• Supplied data:
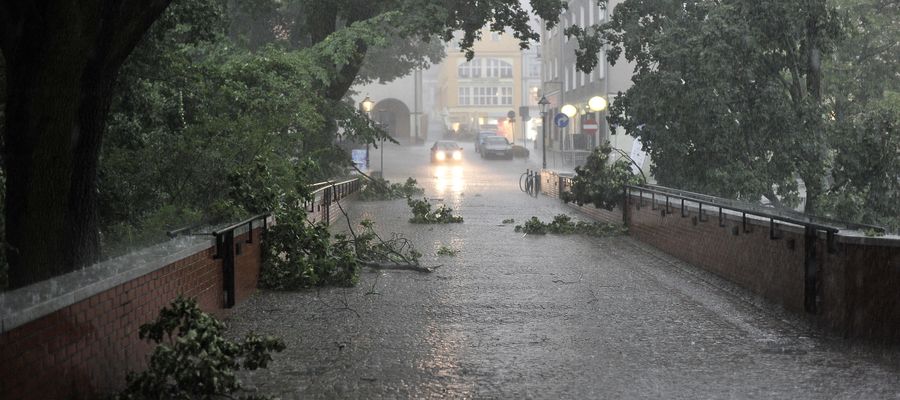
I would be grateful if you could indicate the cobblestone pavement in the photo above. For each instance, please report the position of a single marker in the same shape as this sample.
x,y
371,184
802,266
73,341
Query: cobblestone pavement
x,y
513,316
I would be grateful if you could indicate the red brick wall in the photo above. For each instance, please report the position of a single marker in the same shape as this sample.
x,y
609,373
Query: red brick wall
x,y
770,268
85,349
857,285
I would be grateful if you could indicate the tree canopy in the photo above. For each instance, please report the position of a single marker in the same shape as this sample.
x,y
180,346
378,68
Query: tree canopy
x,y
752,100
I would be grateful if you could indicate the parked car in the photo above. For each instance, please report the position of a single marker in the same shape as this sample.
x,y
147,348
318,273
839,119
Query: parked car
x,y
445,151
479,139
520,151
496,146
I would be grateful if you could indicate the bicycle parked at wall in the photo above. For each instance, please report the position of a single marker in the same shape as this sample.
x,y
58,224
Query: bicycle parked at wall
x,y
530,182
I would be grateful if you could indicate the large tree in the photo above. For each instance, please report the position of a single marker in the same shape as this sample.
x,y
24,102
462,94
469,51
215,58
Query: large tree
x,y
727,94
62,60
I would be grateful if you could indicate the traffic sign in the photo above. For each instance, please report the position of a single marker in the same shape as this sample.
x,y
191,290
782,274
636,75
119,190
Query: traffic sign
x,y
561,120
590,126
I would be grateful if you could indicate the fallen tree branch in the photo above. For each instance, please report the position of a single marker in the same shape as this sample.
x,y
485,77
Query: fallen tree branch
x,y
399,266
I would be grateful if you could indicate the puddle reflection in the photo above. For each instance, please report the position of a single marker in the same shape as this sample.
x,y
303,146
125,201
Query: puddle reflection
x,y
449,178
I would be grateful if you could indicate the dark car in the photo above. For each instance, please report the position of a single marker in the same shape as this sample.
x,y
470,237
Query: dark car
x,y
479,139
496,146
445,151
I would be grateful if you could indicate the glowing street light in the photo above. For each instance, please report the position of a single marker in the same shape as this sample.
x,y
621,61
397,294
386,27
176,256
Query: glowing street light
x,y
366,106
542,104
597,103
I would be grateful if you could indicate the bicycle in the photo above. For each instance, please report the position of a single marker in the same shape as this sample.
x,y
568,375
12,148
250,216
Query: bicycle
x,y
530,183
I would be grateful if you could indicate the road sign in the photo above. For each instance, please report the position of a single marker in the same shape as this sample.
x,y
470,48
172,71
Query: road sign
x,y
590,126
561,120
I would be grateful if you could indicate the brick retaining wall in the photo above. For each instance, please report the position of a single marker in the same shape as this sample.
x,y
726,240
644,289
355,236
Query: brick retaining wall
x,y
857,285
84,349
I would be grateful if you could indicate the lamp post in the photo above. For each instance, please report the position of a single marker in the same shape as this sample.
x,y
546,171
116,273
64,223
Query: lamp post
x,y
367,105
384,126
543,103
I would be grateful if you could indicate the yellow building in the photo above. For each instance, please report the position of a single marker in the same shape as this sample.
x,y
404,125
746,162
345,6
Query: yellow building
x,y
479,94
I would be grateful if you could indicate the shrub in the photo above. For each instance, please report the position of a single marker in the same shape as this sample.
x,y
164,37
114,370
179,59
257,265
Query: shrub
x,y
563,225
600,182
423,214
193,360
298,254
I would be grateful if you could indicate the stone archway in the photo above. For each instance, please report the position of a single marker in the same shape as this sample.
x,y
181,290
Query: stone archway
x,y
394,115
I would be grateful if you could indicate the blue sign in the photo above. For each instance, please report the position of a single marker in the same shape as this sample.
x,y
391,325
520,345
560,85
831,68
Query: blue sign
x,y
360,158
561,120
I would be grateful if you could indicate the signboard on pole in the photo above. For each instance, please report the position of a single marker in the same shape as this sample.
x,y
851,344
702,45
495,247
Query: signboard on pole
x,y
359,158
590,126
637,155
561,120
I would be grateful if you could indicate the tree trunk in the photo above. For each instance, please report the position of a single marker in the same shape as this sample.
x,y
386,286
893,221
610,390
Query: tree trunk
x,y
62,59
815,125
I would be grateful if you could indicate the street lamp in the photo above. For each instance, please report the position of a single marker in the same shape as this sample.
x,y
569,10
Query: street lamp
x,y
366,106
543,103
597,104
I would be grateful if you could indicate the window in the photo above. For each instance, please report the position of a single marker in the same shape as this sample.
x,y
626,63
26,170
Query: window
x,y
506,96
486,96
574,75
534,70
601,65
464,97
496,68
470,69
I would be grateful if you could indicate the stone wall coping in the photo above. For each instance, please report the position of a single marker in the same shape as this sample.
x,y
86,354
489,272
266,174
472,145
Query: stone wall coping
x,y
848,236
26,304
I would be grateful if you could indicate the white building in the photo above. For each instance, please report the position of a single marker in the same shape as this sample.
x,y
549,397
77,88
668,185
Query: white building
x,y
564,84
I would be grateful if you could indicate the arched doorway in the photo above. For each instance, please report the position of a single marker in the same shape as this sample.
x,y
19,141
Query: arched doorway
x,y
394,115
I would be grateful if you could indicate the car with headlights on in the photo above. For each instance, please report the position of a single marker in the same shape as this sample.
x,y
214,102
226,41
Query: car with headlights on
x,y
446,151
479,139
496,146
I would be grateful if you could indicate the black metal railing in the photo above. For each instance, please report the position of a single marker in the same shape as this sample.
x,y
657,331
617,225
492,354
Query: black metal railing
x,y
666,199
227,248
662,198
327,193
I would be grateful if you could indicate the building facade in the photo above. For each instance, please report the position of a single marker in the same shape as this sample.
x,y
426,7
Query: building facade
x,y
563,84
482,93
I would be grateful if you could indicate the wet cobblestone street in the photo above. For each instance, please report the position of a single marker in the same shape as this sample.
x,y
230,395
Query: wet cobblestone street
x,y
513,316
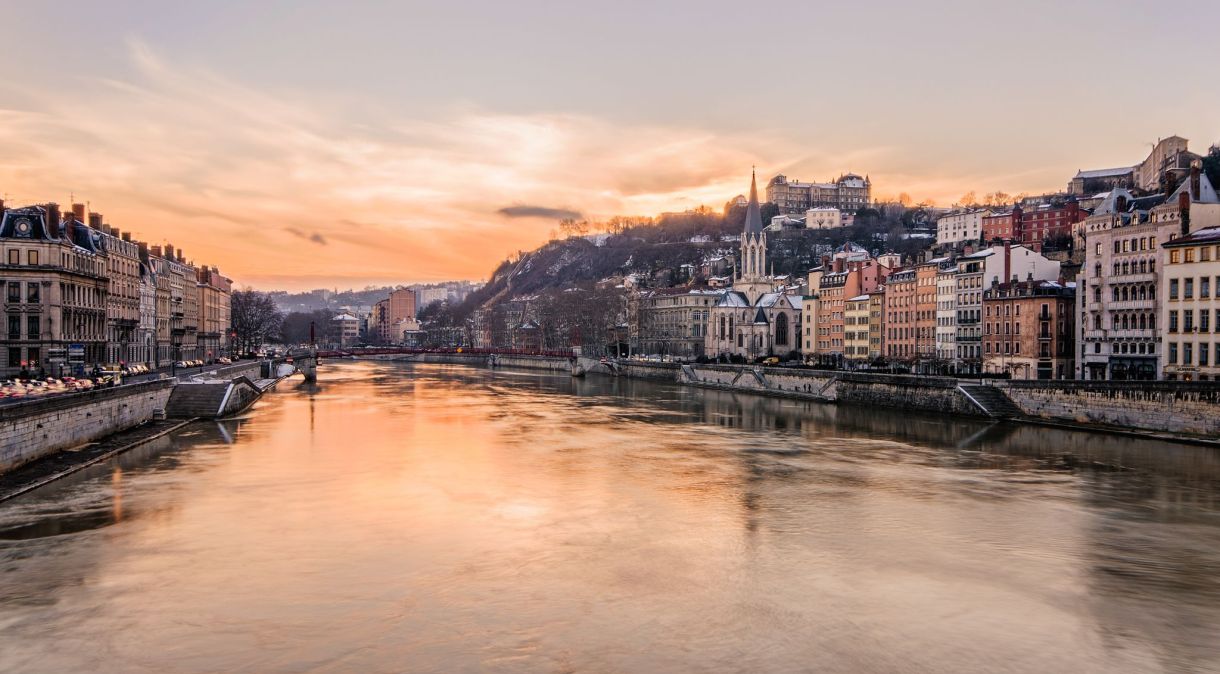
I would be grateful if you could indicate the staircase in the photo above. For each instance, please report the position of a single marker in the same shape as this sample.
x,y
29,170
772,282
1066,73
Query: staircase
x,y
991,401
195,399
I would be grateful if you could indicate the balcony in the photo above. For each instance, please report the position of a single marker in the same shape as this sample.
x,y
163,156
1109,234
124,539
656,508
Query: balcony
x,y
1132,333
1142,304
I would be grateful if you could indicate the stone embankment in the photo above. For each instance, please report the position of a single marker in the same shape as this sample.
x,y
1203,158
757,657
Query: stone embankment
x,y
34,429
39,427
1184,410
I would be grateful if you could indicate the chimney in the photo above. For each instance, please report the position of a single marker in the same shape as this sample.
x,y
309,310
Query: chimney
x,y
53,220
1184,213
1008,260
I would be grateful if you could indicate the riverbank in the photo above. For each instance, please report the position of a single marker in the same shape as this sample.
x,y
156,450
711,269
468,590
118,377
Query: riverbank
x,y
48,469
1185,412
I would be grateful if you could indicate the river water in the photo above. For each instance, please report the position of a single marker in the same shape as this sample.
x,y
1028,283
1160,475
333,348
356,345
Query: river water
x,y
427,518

• Task requirements: Please repeat the listing precisely, excluding the pictures it contains.

• Task result:
I would be grateful if you could indicate the cobblestone pavement in the photo above. For each instance, please report the position of a single marker in the same shape as this sample.
x,y
371,184
802,266
73,341
Query: cobblestone pavement
x,y
513,316
I would be grateful if you could indicate the red brick wall in the photo above. For each instance, please report the position of a single marker in the same shape as this sample.
x,y
609,373
Query: red brick wall
x,y
770,268
85,349
857,285
I would be grateful if you could indicate the tree canopy in the photo above. For each instance, please report the position of a single marker in the same shape as this sample.
x,y
180,346
378,68
Query: tree canopy
x,y
752,100
I would be grateful if you could indicate the parked car in the photo above. For each instance, please report the position of a single marker in the same shape as this sample.
x,y
147,348
318,273
839,119
Query: parked car
x,y
445,151
479,139
520,151
496,146
I would be grateful if you could indicate the bicycle parked at wall in the photo above. For each instance, please report the position of a single marker in the same shape as this sample.
x,y
58,224
Query: bicycle parked at wall
x,y
530,182
I would be grateful if you could indicate the large tree in the photo above. For each instance, please report the position of a single marker in the same shape as this sample.
x,y
24,102
462,94
469,51
215,58
Query: large tree
x,y
727,94
62,60
I would be grateful if you could indicate the traffic sign in the photo above. For each instance, please report the position of a single marker in the same shape as this sample.
x,y
191,290
782,274
636,75
119,190
Query: traffic sign
x,y
561,120
590,126
I would be grateful if you could indicate the fallen tree branch in the photo above. For each instance, please report the position of a single marker in the same shape as this sample.
x,y
485,77
Query: fallen tree branch
x,y
399,266
I would be grateful if you could indicate the puddle reflection in the photo above. For each instance, please report the position of a single marker in the same shape as this sample.
x,y
303,146
125,201
Query: puddle reflection
x,y
449,178
I would be grateful if you could indicate the dark car in the photo above. For each instance, please report the position of a single marker in the same shape as this sample.
x,y
470,237
Query: dark car
x,y
479,139
496,146
445,151
I would be grateful if you could indicate the glowing street light in the photo above. For each instance, please report the position of a single marker in the same shape as this sample.
x,y
621,61
397,294
386,27
176,256
Query: glowing street light
x,y
366,106
542,104
597,103
I would be grateful if you could indicate the bicycle in the photo above. For each instance, please report the position of a single marker in the same shape as this sample.
x,y
568,375
12,148
250,216
Query: bicycle
x,y
530,183
I would be grateful if you could indicate the road sign in the photo above. For each instance, please report the position of a single marker in the same shape as this sample.
x,y
470,48
172,71
Query: road sign
x,y
590,126
561,120
I would be grateful if you could indicate the brick retaining wall in the photo above. For each instance, please report the position of a single marker in the same shape as this sample.
x,y
726,240
644,289
355,236
Query: brick retaining wall
x,y
857,285
84,349
I would be grateful if you could indicate the lamp post in the photo above. For each instance, please report the position of a single marker in the same shape as this sample.
x,y
546,171
116,273
64,223
Query: lamp post
x,y
367,105
384,126
543,103
I would be grateful if you could indicate the yellow building in the photo above. For each instance, please report the position of a single marker in the same shape as this sample.
x,y
404,125
746,162
345,6
Query: yellow building
x,y
479,94
I would be grateful if you could indicate the shrub in the photo above. For each instance, please report the position of a single marker in the same shape as this sample.
x,y
164,37
114,370
179,59
257,265
Query: shrub
x,y
563,225
600,182
423,214
193,360
298,254
I would be grateful if you could indicate the stone archway in the photo above. For each instance, please report the position of a single marker in the same shape as this sample.
x,y
181,290
Query: stone archway
x,y
394,115
I would be grateful if you could indicate the blue sign in the photo above. For each instance, please report the position of a single marker in the same shape as this sample.
x,y
391,325
520,345
560,85
831,68
Query: blue sign
x,y
360,158
561,120
I would be grateful if you could indicate the signboard on pole in the photo above. For each instance, please report the position of a single marker in the same shape as this sample.
x,y
851,344
702,45
495,247
Query: signboard on pole
x,y
359,158
590,126
637,155
561,120
I would be grateful if you could indicate the tree trunk in the photo above. For each instance, please report the position of a single marker in the same shape as this sample.
x,y
386,286
893,221
610,390
Query: tree trunk
x,y
62,59
815,125
I would be grateful if you could indicate the street lamp in the photo above. For each instance, please report the position of a single marker in the same shape as this sample.
x,y
569,10
Query: street lamp
x,y
366,106
543,103
597,104
I would be grateful if you could indicate the window in the photo above. For each instance, please report the position of a single marker in the same shape as this sample.
x,y
626,63
26,170
Query: window
x,y
506,96
486,96
574,75
534,70
601,65
464,97
496,68
470,69
I would be grateful if you could indicate the stone wall coping in the photo above. For each instance, please report the position of a single marker in the same shape as this sample.
x,y
86,354
489,272
266,174
472,145
Query: stone wall coping
x,y
848,236
26,304
I would be grateful if you could indicate the white building in the photo above. For each instance, please report the position of a single marker in the same shape as this sample.
x,y
549,397
77,88
668,185
Query: white building
x,y
564,84
I would be grateful if you could indicate the arched doorway in the photo above. For each instance, please report the position of a single marker in the same shape as this sample.
x,y
19,141
Query: arched doorway
x,y
394,115
I would be grateful if you could indicate the car with headlights on in the photo above. For each instance, please report the position of a single marker in the same shape as this sample.
x,y
214,102
226,41
Query: car with headlights on
x,y
446,151
479,139
496,146
I would be grateful if you could indicate the black metal railing in the photo above. For each instance, please report the position of a single marker in the same shape as this sample.
x,y
657,331
617,225
492,354
Query: black metal railing
x,y
666,199
227,248
662,198
327,193
I would be grateful if you could indicate the building facade in the photo above. For each instance, please report the position of a single marker in the same shape as this sample.
x,y
426,7
Query: building facade
x,y
563,84
482,93
I would be grateful if you could indicate the wet cobblestone street in the photo above. For each instance, please report the position of a single marker in the same shape as this sample.
x,y
230,395
Query: wet cobblestone street
x,y
513,316
I would be grateful if you could indicate the staircase in the photo above. For each instance, please report the position of a single marker in the same shape as this sample.
x,y
29,170
772,282
1066,73
Query: staircase
x,y
991,401
195,399
I would be grateful if you could indicate the balcony in the photo above. For each instance, please report the position of a single marker in the same shape as this sample.
x,y
163,156
1109,234
124,539
656,508
Query: balcony
x,y
1132,333
1142,304
I would be grateful if you could indicate the stone embankment in the photo above. For each instance, please report the position of a single marker in the same shape as this sample.
x,y
1203,158
757,657
Query: stone embankment
x,y
34,429
39,427
1184,410
I would be grateful if you could indicate the chimney in the photo above. For each instance, please report the position of a single marker in the same shape as this sample.
x,y
309,310
Query: chimney
x,y
53,220
1184,213
1008,260
I would be grateful if you could indicate the riverbank in the photo above. For each instance, please report the position of a single marker in the same shape as this sample.
x,y
156,450
711,269
468,590
118,377
Query: riverbank
x,y
48,469
1185,412
I would be grateful if you could indicate the river water in the photo above. For each instance, please report the position of a single marker in the same shape as this sample.
x,y
1028,283
1160,475
333,348
356,345
Query: river water
x,y
427,518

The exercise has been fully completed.